• Esercizi:
1. Secondo il brano sulla giustizia negoziata, perché in alcuni casi l'accordo produce effetti sostanziali oltre che processuali? Rispondi in una o due frasi.
2. Riscrivi la parte del brano sulla giustizia negoziata che inizia con le parole "In questo senso, l'istituto" e termina con "la giustizia penale.", sostituendo "plea bargaining" con "patteggiamento".
3. Traduci in inglese questa frase del brano sulla giustizia negoziata: "In questi moduli, l'oggetto dell'accordo concerne le modalità di svolgimento del procedimento e, talvolta, verte direttamente sul merito del processo, spiegando così effetti sostanziali oltre che processuali, mediante la determinazione “contrattata” del trattamento punitivo dell'autore del reato."

• Brano:
========================================
In questi moduli, l'oggetto dell'accordo concerne le modalità di svolgimento
del procedimento e, talvolta, verte direttamente sul merito del processo, spiegando così
effetti sostanziali oltre che processuali, mediante la determinazione “contrattata” del
trattamento punitivo dell'autore del reato.
In questo senso, l'istituto processuale che meglio incarna l'anima negoziale è
senza dubbio il plea bargaining statunitense, noto non solo e non tanto per le eccezionali
performance deflattive che lo rendono uno strumento ormai imprescindibile per un'agile
amministrazione processuale ordinaria, bensì anche per le vivacissime critiche mosse
dalla dottrina più qualificata intorno alla mortificazione di molteplici principi essenziali
che informano la giustizia penale.
========================================
• Dati registrati:
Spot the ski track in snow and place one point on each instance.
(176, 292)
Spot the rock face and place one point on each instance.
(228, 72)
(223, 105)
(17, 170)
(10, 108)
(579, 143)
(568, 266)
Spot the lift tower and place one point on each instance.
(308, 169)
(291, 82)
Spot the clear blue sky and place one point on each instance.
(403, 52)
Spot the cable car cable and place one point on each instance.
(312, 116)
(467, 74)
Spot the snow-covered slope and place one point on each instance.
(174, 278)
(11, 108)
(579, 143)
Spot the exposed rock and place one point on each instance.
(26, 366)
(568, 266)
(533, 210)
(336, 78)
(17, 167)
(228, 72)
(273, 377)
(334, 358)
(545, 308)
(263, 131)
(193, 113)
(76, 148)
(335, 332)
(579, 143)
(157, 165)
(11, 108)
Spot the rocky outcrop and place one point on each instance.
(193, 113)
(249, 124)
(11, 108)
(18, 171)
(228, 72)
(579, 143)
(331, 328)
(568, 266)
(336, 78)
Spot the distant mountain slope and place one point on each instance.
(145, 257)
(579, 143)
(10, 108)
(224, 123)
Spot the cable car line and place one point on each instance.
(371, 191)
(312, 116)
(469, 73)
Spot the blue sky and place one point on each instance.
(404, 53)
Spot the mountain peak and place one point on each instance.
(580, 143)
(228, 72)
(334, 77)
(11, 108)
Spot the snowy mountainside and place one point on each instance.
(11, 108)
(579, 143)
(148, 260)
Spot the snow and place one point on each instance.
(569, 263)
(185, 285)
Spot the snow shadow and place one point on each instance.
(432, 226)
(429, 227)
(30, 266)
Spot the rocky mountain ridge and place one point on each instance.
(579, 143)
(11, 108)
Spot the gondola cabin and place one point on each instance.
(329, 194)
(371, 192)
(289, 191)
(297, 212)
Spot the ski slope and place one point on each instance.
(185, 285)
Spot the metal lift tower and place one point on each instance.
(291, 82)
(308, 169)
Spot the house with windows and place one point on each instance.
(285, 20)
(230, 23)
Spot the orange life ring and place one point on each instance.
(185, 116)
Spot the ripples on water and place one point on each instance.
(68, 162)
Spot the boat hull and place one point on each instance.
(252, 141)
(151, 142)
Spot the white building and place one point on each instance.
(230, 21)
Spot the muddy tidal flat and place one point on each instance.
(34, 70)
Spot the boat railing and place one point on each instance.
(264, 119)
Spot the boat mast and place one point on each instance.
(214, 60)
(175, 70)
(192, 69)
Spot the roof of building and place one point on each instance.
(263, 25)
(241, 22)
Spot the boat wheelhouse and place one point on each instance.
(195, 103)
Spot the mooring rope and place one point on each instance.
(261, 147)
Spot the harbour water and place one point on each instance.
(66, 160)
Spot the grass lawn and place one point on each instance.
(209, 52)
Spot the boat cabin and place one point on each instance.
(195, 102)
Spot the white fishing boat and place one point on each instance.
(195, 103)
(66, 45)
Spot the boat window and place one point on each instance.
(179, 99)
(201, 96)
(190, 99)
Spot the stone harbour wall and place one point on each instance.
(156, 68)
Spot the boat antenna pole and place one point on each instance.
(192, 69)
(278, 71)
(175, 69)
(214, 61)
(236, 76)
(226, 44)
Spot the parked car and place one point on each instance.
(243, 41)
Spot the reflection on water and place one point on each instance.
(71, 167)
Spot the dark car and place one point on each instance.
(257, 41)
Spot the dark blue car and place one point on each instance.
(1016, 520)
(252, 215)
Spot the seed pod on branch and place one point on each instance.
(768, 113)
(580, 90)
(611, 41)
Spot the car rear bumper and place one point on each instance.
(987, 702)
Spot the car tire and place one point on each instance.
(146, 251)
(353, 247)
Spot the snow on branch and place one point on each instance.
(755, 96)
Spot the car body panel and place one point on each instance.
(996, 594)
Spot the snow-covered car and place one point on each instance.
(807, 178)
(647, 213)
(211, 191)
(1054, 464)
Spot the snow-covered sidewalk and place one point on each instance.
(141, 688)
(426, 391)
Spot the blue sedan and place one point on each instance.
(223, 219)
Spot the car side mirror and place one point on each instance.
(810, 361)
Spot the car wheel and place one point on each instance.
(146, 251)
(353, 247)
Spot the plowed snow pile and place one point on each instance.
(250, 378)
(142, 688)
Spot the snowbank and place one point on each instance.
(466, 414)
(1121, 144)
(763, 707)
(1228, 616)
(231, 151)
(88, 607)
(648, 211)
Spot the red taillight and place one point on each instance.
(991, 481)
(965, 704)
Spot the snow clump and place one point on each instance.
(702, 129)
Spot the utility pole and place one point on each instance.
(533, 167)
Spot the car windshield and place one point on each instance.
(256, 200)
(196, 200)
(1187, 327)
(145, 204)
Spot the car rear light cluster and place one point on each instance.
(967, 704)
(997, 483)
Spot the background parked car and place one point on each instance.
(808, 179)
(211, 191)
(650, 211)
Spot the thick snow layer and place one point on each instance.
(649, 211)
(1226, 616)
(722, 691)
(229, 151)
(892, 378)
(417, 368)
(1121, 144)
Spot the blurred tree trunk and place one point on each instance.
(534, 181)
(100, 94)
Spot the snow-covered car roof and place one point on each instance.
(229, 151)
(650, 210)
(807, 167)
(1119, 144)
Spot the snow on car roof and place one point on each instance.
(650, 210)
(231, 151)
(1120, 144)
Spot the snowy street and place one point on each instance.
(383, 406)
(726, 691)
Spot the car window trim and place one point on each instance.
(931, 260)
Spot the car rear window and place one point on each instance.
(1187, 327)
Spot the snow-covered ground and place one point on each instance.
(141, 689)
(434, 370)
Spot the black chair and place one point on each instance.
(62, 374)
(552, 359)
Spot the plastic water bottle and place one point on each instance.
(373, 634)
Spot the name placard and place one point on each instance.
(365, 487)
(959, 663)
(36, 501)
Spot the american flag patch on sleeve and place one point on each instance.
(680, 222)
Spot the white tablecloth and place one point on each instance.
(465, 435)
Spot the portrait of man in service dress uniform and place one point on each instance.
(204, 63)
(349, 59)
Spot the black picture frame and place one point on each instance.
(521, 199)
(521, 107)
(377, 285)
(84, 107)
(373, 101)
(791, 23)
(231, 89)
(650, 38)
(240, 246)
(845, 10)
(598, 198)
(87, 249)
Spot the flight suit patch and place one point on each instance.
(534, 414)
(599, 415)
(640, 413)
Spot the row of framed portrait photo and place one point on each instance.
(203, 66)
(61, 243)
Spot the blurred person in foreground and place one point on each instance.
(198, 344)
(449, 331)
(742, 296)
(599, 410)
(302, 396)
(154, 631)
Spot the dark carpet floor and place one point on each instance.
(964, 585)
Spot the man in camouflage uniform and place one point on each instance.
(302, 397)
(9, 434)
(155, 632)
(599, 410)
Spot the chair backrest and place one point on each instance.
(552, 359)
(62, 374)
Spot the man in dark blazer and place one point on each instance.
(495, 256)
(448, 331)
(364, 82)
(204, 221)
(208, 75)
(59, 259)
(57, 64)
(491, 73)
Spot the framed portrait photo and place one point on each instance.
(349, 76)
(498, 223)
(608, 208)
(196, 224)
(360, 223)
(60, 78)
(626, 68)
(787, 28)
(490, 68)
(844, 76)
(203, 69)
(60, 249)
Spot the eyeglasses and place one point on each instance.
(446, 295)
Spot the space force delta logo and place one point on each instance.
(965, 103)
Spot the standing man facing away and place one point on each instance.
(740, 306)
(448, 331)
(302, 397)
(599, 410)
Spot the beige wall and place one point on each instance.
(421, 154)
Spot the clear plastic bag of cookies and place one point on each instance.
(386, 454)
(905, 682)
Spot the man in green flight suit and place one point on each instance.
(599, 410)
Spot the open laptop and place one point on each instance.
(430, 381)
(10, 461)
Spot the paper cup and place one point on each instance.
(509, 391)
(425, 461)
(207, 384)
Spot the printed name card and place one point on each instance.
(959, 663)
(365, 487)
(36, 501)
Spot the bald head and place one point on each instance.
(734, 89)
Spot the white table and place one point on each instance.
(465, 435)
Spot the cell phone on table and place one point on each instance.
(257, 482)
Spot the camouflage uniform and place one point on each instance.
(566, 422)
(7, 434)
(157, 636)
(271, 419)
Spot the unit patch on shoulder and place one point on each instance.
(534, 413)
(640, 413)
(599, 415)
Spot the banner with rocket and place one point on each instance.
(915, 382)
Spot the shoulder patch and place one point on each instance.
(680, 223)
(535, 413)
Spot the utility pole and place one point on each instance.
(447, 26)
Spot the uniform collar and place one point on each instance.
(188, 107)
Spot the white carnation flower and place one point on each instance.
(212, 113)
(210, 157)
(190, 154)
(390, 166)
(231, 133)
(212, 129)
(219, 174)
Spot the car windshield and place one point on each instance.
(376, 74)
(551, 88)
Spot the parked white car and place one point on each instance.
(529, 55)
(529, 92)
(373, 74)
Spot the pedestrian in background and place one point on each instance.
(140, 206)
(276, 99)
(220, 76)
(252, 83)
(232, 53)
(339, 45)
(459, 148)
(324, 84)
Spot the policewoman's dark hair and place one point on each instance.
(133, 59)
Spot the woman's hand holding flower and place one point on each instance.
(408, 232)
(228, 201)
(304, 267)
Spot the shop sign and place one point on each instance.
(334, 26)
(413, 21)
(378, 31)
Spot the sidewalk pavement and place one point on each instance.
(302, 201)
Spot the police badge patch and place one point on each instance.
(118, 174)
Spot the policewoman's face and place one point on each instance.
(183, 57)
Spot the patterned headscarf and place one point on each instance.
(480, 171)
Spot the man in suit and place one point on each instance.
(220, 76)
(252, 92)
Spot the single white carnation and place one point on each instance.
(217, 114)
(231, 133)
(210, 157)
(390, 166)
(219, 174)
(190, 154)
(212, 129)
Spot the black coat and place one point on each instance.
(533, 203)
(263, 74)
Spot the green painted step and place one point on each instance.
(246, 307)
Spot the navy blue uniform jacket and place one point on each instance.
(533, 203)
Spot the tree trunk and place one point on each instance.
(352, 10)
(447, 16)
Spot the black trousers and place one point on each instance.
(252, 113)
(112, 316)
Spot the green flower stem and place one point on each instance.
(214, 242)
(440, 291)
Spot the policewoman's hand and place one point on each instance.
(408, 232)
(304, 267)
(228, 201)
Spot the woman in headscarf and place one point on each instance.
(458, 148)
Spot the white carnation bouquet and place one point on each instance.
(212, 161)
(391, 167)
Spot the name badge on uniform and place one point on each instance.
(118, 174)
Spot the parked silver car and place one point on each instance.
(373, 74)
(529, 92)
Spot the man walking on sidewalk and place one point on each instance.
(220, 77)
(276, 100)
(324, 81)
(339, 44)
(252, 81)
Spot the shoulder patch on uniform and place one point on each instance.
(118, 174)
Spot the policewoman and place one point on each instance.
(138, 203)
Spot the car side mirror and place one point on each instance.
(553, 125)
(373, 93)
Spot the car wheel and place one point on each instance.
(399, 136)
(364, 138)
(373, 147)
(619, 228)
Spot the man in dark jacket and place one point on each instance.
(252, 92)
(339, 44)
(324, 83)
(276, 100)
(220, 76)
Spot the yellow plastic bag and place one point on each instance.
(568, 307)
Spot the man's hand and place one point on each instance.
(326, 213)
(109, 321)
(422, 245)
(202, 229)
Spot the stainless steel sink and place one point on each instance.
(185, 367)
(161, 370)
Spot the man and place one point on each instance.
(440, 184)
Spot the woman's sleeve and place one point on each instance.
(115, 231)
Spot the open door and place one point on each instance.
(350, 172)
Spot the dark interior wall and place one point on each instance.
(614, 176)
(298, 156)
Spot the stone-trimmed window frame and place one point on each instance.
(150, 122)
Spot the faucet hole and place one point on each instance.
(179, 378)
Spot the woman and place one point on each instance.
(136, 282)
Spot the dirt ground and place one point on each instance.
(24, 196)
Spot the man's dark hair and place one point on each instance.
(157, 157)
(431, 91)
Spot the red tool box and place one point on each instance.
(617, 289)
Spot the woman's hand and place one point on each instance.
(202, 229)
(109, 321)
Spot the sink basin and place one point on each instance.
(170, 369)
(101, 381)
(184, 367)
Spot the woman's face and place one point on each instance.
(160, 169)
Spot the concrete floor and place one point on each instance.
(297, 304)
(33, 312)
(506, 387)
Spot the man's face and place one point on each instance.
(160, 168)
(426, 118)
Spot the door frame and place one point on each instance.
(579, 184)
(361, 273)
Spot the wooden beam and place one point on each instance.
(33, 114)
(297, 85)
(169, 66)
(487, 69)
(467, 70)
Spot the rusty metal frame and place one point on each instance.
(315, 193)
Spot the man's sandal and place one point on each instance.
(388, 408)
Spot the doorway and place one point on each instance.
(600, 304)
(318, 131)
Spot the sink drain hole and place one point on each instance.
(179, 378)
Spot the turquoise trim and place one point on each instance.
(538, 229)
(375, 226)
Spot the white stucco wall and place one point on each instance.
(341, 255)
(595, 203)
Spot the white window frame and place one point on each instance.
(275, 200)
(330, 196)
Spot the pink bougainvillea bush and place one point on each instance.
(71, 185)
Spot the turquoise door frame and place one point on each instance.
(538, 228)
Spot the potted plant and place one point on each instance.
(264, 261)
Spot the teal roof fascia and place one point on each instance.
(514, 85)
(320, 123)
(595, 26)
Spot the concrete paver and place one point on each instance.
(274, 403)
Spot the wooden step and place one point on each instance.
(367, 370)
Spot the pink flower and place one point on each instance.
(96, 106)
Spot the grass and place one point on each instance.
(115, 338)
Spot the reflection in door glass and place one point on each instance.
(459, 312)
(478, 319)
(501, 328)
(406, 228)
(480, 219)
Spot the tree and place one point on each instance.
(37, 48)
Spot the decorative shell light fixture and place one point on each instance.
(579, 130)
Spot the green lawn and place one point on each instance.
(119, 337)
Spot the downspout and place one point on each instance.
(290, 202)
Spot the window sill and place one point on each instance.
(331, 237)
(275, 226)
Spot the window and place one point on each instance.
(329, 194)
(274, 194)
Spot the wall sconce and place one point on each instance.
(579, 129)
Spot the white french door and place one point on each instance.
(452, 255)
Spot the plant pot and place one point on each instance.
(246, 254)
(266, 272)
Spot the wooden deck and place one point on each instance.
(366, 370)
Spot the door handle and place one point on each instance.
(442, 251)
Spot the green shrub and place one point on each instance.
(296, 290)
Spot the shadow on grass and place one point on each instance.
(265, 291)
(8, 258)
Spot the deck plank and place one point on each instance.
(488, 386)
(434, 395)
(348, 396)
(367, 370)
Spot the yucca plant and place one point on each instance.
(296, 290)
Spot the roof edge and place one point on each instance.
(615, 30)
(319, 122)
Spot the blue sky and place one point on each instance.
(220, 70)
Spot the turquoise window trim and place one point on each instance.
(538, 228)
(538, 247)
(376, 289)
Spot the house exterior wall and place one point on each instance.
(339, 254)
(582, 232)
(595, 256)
========================================
• Risposte scritte:
1. L'accordo talvolta verte direttamente sul merito del processo. Produce quindi effetti sostanziali perché il trattamento punitivo dell'autore del reato viene determinato in modo "contrattato".

2.
In questo senso, l'istituto processuale che meglio incarna l'anima negoziale è
senza dubbio il patteggiamento statunitense, noto non solo e non tanto per le eccezionali
performance deflattive che lo rendono uno strumento ormai imprescindibile per un'agile
amministrazione processuale ordinaria, bensì anche per le vivacissime critiche mosse
dalla dottrina più qualificata intorno alla mortificazione di molteplici principi essenziali
che informano la giustizia penale.

3. In these models, the subject of the agreement concerns the way the proceedings are conducted and, at times, bears directly on the merits of the case, thus producing substantive as well as procedural effects through the "negotiated" determination of the punishment of the offender.